(Point annotation data)
● ● ● ● ●

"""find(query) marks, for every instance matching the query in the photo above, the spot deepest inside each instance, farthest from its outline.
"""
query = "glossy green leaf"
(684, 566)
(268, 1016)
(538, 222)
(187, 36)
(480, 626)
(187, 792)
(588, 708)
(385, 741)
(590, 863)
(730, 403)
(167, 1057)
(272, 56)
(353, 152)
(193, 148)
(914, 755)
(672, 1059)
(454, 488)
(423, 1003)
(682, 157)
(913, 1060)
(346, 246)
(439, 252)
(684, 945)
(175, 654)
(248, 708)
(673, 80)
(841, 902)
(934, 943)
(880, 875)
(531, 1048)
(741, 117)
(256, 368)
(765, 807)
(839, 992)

● ● ● ● ●

Convert all the rows above into a JSON list of strings, with one string per line and no entries for blank lines.

[
  "\"\"\"find(query) marks, for every instance matching the query in the photo above, the spot deepest inside each instance, farthest from its outline.",
  "\"\"\"",
  "query = \"glossy green leaf\"",
  "(684, 566)",
  "(268, 1016)",
  "(538, 222)",
  "(187, 36)",
  "(480, 626)",
  "(187, 792)",
  "(588, 708)",
  "(385, 741)",
  "(590, 863)",
  "(730, 403)",
  "(167, 1057)",
  "(272, 56)",
  "(353, 152)",
  "(193, 148)",
  "(914, 755)",
  "(672, 1059)",
  "(454, 488)",
  "(423, 1003)",
  "(682, 157)",
  "(913, 1060)",
  "(346, 246)",
  "(439, 252)",
  "(684, 945)",
  "(175, 654)",
  "(248, 708)",
  "(673, 80)",
  "(841, 902)",
  "(934, 943)",
  "(880, 875)",
  "(531, 1048)",
  "(741, 117)",
  "(256, 368)",
  "(765, 807)",
  "(839, 992)"
]